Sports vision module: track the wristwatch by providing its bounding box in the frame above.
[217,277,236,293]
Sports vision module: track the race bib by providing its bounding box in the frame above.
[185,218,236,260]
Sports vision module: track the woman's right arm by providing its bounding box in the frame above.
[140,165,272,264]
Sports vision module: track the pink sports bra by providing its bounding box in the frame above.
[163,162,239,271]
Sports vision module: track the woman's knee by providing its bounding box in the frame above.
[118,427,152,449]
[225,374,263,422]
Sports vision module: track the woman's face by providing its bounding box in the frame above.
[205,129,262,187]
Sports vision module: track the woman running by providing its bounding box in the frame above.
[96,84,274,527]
===
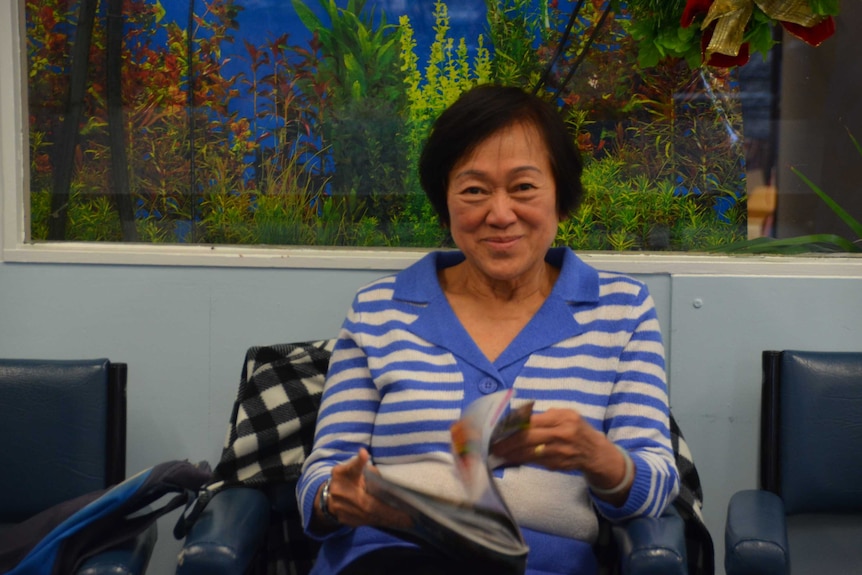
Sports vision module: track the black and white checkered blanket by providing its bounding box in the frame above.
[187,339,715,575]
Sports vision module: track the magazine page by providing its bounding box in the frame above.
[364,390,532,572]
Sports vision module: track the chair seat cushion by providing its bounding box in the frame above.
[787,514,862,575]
===
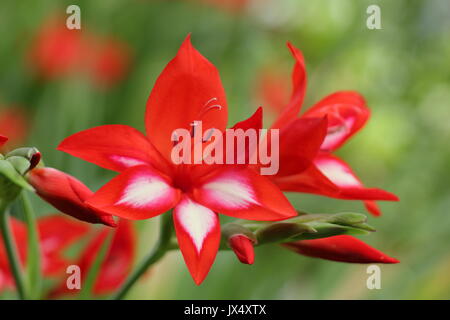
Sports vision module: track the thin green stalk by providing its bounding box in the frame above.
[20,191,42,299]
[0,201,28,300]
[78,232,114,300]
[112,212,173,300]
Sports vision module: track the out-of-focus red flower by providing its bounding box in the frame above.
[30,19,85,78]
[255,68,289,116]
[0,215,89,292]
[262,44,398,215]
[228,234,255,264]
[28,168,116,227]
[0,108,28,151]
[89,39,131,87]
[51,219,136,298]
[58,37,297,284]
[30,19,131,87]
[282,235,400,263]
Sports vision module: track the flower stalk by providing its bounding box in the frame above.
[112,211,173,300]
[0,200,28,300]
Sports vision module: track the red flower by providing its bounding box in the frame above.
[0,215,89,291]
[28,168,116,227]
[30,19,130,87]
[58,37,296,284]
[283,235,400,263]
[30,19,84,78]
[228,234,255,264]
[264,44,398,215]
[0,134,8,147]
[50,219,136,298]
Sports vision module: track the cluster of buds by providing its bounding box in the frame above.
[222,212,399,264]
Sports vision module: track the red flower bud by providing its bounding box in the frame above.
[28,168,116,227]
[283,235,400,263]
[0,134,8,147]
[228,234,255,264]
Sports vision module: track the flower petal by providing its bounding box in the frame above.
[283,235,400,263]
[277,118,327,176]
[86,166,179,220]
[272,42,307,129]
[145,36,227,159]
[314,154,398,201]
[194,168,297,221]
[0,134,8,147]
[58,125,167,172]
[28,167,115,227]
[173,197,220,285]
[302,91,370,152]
===
#### Written request:
Give as a JSON list of strings the listing lines from the line containing "Sports vision module: track the wristwatch" through the line containing "[205,129,262,187]", both included, one string per line with blank lines omitted.

#### In response:
[
  "Sports vision module: track the wristwatch by providing its bounding box in the frame above.",
  "[217,277,236,293]",
  "Sports vision module: track the race bib by providing its bounding box in the frame above.",
  "[185,218,236,260]",
  "Sports vision module: track the woman's right arm by providing its bounding box in the frame above.",
  "[140,165,272,264]",
  "Sports vision module: track the pink sports bra by providing its bounding box in the frame above.",
  "[163,162,239,271]",
  "Sports vision module: track the woman's knee by providing its bounding box in the frame above.",
  "[118,427,152,449]",
  "[225,374,263,422]",
  "Sports vision module: track the woman's face by providing its bounding box in the frame above.",
  "[205,129,262,187]"
]